### Object point labels
****

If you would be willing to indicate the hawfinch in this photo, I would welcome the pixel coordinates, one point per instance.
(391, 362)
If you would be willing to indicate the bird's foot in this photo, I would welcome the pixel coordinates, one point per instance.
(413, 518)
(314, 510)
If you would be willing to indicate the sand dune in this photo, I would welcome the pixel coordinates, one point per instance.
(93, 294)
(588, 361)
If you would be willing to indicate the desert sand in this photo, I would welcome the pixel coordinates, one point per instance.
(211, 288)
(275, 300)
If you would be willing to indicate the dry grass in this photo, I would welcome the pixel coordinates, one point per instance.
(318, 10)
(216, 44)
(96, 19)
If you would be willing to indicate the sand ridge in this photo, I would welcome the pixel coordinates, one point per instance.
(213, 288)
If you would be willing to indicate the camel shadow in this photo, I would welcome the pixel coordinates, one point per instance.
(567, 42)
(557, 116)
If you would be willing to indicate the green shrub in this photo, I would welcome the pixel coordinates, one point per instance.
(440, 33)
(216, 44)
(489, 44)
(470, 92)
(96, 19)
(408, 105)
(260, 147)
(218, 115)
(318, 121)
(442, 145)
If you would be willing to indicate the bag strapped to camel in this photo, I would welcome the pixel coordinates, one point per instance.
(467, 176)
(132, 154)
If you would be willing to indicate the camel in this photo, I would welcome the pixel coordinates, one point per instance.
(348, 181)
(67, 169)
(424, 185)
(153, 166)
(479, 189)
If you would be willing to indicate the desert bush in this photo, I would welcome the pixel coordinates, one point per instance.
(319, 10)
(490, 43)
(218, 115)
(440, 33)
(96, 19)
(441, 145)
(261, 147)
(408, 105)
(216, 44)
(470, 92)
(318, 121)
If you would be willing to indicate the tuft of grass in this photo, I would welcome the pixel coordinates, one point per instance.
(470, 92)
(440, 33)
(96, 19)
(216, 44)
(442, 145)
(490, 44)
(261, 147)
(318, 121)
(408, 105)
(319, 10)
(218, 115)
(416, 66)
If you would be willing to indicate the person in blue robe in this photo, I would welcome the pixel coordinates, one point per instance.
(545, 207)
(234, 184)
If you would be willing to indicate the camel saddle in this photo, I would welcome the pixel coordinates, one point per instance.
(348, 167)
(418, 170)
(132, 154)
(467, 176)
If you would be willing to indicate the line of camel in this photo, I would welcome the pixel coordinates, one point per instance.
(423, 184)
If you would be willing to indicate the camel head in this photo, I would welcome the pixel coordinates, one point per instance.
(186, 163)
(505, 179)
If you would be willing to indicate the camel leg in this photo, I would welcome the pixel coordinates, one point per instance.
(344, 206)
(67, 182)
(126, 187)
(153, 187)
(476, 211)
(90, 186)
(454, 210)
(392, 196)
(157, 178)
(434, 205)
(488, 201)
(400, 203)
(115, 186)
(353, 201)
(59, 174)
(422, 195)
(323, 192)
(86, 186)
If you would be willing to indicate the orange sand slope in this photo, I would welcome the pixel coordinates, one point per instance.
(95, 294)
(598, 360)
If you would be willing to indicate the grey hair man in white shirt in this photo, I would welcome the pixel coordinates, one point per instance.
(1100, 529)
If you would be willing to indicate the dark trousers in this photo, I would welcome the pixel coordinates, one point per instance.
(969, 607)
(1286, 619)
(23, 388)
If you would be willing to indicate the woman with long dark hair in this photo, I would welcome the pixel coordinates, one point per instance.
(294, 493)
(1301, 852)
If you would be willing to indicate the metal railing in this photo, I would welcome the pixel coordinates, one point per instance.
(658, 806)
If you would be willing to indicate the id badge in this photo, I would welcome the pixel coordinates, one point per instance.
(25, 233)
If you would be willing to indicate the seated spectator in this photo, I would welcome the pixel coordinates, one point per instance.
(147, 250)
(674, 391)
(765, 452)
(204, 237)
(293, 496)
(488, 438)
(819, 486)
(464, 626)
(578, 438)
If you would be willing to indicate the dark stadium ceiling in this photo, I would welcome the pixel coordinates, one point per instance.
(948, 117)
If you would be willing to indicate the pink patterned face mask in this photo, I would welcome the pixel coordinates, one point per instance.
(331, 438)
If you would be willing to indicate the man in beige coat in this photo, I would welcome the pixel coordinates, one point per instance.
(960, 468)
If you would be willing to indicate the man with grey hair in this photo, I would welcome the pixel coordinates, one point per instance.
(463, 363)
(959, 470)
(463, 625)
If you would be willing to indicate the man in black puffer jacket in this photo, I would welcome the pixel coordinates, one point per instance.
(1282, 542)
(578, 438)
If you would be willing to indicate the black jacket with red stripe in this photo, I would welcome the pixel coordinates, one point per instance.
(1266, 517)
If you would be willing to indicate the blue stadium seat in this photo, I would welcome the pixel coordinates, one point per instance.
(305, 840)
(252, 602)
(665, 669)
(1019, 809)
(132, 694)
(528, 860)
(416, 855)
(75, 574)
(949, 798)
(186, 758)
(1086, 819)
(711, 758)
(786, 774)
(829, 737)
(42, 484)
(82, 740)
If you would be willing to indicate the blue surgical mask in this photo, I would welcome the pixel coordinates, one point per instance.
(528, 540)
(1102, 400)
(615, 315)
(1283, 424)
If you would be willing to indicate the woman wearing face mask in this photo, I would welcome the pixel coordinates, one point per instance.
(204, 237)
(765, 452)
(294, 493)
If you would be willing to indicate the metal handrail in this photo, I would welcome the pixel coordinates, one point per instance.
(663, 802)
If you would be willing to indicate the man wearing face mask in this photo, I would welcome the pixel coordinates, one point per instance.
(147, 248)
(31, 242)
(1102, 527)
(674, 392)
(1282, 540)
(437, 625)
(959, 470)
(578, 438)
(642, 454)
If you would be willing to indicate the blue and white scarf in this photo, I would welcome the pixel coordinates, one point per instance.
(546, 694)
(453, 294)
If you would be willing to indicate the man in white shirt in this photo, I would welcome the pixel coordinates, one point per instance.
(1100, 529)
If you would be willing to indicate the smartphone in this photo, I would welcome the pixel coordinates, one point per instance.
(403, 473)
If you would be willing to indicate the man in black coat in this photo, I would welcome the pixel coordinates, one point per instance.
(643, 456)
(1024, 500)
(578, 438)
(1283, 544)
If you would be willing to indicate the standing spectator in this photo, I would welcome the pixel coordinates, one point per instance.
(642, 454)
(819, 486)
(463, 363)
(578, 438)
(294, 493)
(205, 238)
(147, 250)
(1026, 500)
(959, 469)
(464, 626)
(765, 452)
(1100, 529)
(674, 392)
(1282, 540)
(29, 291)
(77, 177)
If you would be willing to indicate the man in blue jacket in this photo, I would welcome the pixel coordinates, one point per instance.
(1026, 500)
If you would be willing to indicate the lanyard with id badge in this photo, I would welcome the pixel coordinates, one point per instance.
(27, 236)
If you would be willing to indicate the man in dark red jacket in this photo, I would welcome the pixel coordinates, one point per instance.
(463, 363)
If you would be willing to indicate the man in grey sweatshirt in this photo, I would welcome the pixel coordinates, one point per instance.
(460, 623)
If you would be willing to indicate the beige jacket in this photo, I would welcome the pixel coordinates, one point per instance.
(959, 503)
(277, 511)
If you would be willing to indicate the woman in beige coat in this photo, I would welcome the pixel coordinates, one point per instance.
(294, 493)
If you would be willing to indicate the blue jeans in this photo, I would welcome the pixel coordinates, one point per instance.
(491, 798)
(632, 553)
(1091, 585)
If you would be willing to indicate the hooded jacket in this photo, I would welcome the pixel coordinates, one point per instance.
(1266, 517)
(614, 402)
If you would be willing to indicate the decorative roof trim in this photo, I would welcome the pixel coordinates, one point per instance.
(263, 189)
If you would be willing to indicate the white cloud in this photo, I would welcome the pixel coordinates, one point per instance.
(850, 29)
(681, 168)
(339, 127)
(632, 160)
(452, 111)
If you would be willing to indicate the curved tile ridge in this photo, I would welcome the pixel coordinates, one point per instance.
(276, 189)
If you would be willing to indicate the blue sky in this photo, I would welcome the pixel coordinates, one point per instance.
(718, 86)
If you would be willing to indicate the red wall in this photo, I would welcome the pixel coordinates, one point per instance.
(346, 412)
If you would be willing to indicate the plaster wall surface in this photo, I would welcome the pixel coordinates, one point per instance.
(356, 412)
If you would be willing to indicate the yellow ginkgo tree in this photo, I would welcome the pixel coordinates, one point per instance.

****

Retype the rows above verbatim, starting at the line that contains "If you would be willing to indicate the black" and continuing through the line that contains "(1283, 544)", with both of those lines included.

### Finished answer
If you would be willing to indicate the black jacket with red stripe in this photo, I would welcome the pixel coordinates, one point per instance.
(1266, 517)
If you would be willing to indicate the blue stadium seat in this photo, I would welcome the pixel coordinates, one point per instance.
(305, 840)
(252, 602)
(665, 669)
(1019, 809)
(132, 694)
(528, 860)
(416, 855)
(75, 574)
(949, 798)
(186, 758)
(1086, 819)
(711, 758)
(786, 774)
(829, 737)
(42, 484)
(82, 740)
If you would be willing to indicate the blue surgical mask in this photo, I would welcome the pixel coordinates, one point per instance.
(528, 540)
(1102, 400)
(615, 315)
(1283, 424)
If you would be willing to indicate the woman wearing face mask in this photo, I would welcome the pixel coordinates, one point per instance.
(204, 237)
(765, 452)
(294, 493)
If you would be willing to indicate the metal handrail in this photo, I would welcome the pixel coordinates, one point per instance.
(663, 802)
If you would be willing to indicate the man wearing face mask in this photo, I would welcome the pixel coordinates, one point per instance.
(147, 248)
(31, 242)
(1102, 527)
(674, 392)
(1282, 540)
(437, 625)
(959, 470)
(578, 438)
(642, 454)
If you would be willing to indicate the blue and white scarf in this photo, I would welcome the pixel coordinates, one point per instance.
(546, 694)
(453, 294)
If you would be willing to indicate the man in white shirt in this photo, I would welcome the pixel coordinates, one point per instance.
(1100, 529)
If you would be willing to indicate the smartphone in this photo, I would welcome the pixel coordinates, one point per instance.
(403, 473)
If you would be willing to indicate the man in black coat in this photo, I would welcome the pixel coordinates, one point per instance.
(643, 456)
(1024, 500)
(578, 438)
(1283, 544)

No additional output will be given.